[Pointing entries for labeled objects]
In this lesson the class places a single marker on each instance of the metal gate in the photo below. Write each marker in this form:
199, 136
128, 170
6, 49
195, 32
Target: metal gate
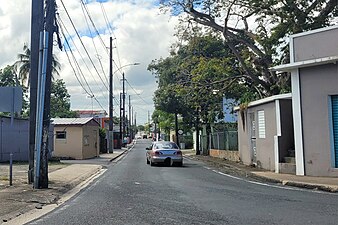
334, 100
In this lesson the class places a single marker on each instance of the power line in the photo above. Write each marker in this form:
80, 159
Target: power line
70, 37
97, 54
79, 69
77, 33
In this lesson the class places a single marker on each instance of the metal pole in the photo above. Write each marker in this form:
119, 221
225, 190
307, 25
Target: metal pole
111, 123
40, 105
11, 169
129, 123
36, 27
124, 109
121, 119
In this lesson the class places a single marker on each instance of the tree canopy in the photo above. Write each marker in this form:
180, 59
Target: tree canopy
254, 31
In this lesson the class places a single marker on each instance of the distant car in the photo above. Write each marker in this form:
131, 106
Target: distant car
164, 152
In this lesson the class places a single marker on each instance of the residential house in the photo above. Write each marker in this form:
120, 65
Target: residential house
314, 81
265, 133
76, 138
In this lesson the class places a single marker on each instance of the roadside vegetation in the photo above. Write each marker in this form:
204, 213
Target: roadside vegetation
225, 49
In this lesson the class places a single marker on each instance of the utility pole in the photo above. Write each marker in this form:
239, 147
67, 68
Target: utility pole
124, 108
111, 123
36, 27
149, 122
176, 129
135, 122
129, 123
132, 123
50, 29
121, 120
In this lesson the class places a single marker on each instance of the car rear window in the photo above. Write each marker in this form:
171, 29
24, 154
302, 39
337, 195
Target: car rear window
166, 146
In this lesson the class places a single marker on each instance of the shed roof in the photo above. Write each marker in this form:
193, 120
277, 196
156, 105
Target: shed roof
71, 121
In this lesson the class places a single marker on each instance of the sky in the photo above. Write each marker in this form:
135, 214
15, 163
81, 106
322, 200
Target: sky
141, 33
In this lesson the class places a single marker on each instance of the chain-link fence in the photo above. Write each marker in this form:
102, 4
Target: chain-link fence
226, 140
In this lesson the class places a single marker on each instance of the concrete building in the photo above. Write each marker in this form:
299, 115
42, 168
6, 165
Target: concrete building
76, 138
265, 133
14, 139
314, 77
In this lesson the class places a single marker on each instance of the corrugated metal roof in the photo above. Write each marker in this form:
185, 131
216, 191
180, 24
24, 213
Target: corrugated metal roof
71, 121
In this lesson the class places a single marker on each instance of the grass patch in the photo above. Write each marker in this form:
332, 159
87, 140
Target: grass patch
4, 178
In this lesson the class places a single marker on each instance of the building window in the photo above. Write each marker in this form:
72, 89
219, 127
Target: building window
261, 124
86, 140
61, 134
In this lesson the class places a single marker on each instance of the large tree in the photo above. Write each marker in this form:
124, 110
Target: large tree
22, 65
255, 31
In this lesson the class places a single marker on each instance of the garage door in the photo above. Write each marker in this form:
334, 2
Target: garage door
334, 100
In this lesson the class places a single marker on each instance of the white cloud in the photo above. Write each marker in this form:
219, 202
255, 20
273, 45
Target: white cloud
142, 34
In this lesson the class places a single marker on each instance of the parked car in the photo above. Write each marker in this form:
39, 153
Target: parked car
164, 152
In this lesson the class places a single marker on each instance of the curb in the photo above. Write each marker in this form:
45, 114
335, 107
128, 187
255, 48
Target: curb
246, 173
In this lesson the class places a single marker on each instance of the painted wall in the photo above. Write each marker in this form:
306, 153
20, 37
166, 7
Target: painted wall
223, 154
264, 146
14, 139
286, 141
243, 139
317, 83
316, 50
90, 141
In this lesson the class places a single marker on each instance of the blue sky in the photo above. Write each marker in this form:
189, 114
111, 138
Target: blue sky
141, 34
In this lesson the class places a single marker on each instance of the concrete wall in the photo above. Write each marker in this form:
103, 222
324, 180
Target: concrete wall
72, 145
286, 141
243, 139
317, 83
315, 45
14, 139
264, 146
223, 154
90, 141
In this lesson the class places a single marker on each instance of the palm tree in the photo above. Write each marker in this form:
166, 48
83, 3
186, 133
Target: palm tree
23, 66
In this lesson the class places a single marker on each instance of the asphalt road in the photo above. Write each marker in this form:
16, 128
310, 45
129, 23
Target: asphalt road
132, 192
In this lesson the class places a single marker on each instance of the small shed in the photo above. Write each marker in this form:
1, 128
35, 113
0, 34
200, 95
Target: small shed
76, 138
265, 132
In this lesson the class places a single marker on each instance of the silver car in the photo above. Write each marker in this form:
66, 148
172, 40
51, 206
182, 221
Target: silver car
164, 152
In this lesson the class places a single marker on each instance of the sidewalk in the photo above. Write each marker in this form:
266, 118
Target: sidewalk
329, 184
64, 176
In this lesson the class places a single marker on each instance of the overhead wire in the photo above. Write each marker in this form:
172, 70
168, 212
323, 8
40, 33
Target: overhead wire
79, 69
70, 37
97, 53
77, 33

Instructions for the task —
Please reproduce the whole listing above line for line, leaving out the pictures.

Exercise result —
In this lesson the class places a single marker on each instance of the metal gate in the photo below. Write each marker in this form:
199, 136
128, 170
6, 49
195, 32
Target: metal gate
334, 100
In this lesson the class places a single marker on each instance of the power line in the photo above. Write each marker in this form:
80, 159
Target: power line
70, 37
97, 54
79, 69
77, 33
In this lesson the class places a single marker on each instance of the metal pole in the photo above. Write each marker in this form:
119, 221
225, 190
307, 25
Target: metal pole
111, 123
40, 105
11, 169
129, 123
36, 27
124, 109
121, 119
In this lesson the class places a single marker on each instance of the tree canopy in the photo above. Write each marker in this form:
180, 59
Target: tree canopy
254, 31
In this lesson the class places a single marker on each instance of the distant car in the photo above. Write each marker in this form:
131, 106
Target: distant car
164, 152
In this lesson the class places a single marker on each instance of the residential house in the photo above. Write each marker in this form:
120, 65
Target: residential house
314, 81
265, 133
76, 138
In this lesson the class places a single marker on each instance of the roadside vegetation in the photo above. Write each marker in this form:
204, 213
Target: roadside vegetation
225, 49
In this lesson the class places a single marker on each instance of the utility pole in the photo above. Write each marker in this form:
239, 147
67, 68
Target: utility pole
124, 108
111, 123
36, 27
149, 122
176, 129
135, 122
129, 123
132, 123
50, 29
121, 120
In this lesson the class places a single marker on each instance of the car rear window in the photo above. Write each marker in this form:
171, 29
24, 154
302, 39
337, 195
Target: car rear window
166, 146
In this lesson the class places a single marker on each instance of the shed roof in the photo above. Write each marker in this form:
193, 120
277, 196
156, 105
Target: shed roof
71, 121
In this lesson the class places a single marker on each instance of the sky in the photo above. Write each marker in this form:
135, 214
15, 163
81, 106
322, 200
Target: sky
141, 33
In this lesson the class places a single marker on each instance of the chain-link fence in the photo above. Write each marker in this form:
102, 4
Target: chain-link fence
226, 140
In this lesson the class places a single marker on each instance of the concrete building in the photo above. Write each marker in this form:
299, 115
42, 168
6, 165
Target: concrete building
76, 138
265, 133
14, 139
314, 77
In this lesson the class places a single marker on each instance of the corrugated metal roof in the photo above. Write each marker in this form:
185, 131
216, 191
180, 24
24, 213
Target: corrugated metal roof
71, 121
In this lesson the class places a single marker on each instance of the grass patch in the photo above. Write each marker in this form:
332, 159
87, 140
Target: grass patch
4, 178
In this lesson the class places a single marker on each instance of the building window in the photo above. Write each marker in this form:
72, 89
219, 127
Target: building window
261, 124
86, 140
61, 134
In this lesson the class places a single marker on each instance of the large tree in the photo above. Write each marker in this form:
124, 110
Target: large tree
22, 65
255, 31
In this lesson the class places a single marker on each instance of the garage door in the photo above. Write each marker in this form:
334, 2
Target: garage door
334, 100
In this lesson the class places a single marker on each instance of the white cloud in the photo above. Write each marker in this form:
219, 202
255, 20
273, 45
Target: white cloud
142, 34
In this lesson the class places a single marker on each instance of the parked car in the photo above. Write each marker in this form:
39, 153
Target: parked car
164, 152
In this lesson the class places a single marker on each instance of the curb in the photo above. Write each marker in this form:
45, 114
335, 107
128, 187
255, 48
Target: curb
246, 173
In this lesson the class places a single marker on each instance of the painted wall in the photo above. Write each marker in this form:
306, 153
20, 37
166, 7
Target: painted wall
223, 154
264, 146
14, 139
286, 141
243, 139
317, 83
316, 50
90, 141
In this lesson the class places a single marker on each instance of the blue sky in the photo above. Write each marker in this form:
189, 114
111, 138
Target: blue sky
141, 34
In this lesson the class places a single marker on each instance of the concrete wall in the photo above. Write each marker in this form:
103, 222
324, 180
Target: concrete wall
72, 145
286, 141
243, 139
317, 83
315, 45
14, 139
264, 146
223, 154
90, 141
In this lesson the class places a single marker on each instance of the palm tree in the photo above. Write each marker in this form:
166, 48
83, 3
186, 133
Target: palm tree
23, 66
In this lesson the class places a single marker on each instance of the asphalt road in the photo above. Write each marker in this form:
16, 128
310, 45
129, 23
Target: asphalt road
132, 192
In this lesson the class places a single marker on each instance of the small shed in the photo above. Write each marker in this form:
1, 128
35, 113
0, 34
200, 95
Target: small shed
76, 138
265, 132
In this lesson the class places a single marker on each instance of the silver car in the photo above. Write each marker in this form:
66, 148
172, 40
51, 206
182, 221
Target: silver car
164, 152
In this lesson the class places a single marker on each instance of the sidewalk in the photo above. Write each marker in this form:
266, 118
Target: sidewalk
329, 184
64, 176
In this lesson the class places a single marker on each instance of the overhead wire in the photo above. Write each marker in this form:
172, 70
168, 212
323, 8
40, 33
Target: overhead wire
79, 69
70, 37
97, 53
77, 33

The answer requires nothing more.